- **Exercise aim**: Could you print, exactly as they stand, the lines from the one holding "Ground car windshield." to the end of the data below, and nothing more?

Saved entries:
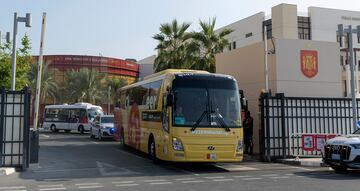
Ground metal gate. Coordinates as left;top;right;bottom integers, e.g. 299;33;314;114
259;93;357;161
0;87;30;169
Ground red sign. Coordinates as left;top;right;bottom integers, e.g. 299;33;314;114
302;134;315;151
315;135;327;151
300;50;318;78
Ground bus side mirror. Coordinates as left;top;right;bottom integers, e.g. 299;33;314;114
166;92;173;107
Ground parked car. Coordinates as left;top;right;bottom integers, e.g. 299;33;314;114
322;128;360;172
90;115;115;140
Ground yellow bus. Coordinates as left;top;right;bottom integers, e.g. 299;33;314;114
114;69;244;163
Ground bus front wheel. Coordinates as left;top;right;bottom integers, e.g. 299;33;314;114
78;125;85;134
148;137;159;164
50;124;58;133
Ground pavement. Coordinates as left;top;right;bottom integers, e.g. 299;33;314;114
0;167;16;176
276;157;326;167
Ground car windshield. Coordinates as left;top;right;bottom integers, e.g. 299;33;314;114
172;76;241;128
101;116;114;123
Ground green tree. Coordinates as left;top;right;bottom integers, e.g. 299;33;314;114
63;68;105;104
153;19;193;72
28;61;58;104
191;18;233;73
0;35;32;89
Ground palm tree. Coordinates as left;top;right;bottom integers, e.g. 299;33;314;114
191;17;233;73
153;19;193;72
64;68;105;104
104;77;127;106
28;61;58;104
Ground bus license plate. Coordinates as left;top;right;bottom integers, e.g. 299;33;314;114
331;154;340;160
210;153;217;160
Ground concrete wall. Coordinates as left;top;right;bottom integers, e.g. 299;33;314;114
275;38;342;97
272;4;298;39
138;55;156;80
216;12;265;50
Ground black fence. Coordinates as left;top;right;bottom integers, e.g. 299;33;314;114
0;87;30;169
259;93;358;161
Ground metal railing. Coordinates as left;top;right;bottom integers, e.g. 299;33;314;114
0;87;30;169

- **Response for this exercise**:
Ground car windshield. Coordinates as left;top;right;bottom integers, e.g. 299;33;314;114
172;76;241;128
101;116;114;123
Ground green tree. Coordinates as left;top;right;bottom integers, e.g. 299;33;314;114
63;68;105;104
153;19;193;72
28;61;58;104
191;18;233;73
0;35;32;89
Ground palm tree. Coordinates as left;top;right;bottom integers, e.g. 299;33;314;114
191;17;233;73
153;19;193;72
64;68;105;104
104;77;127;106
28;61;58;104
Ground bus license plate. Coordinates as left;top;right;bottom integers, e.g. 299;33;314;114
331;154;340;160
210;153;217;160
Ground concrete wall. Coordinates as left;top;right;bottom integers, e.g. 299;33;314;114
275;38;342;97
272;4;298;39
138;55;156;80
216;12;265;50
Ground black fence. Coordinates as left;top;right;bottom integers, e.g. 299;33;314;114
0;87;30;169
259;93;358;161
Ground metal railing. Coordinates as left;top;right;bottom integers, e.g. 299;33;314;114
0;87;30;169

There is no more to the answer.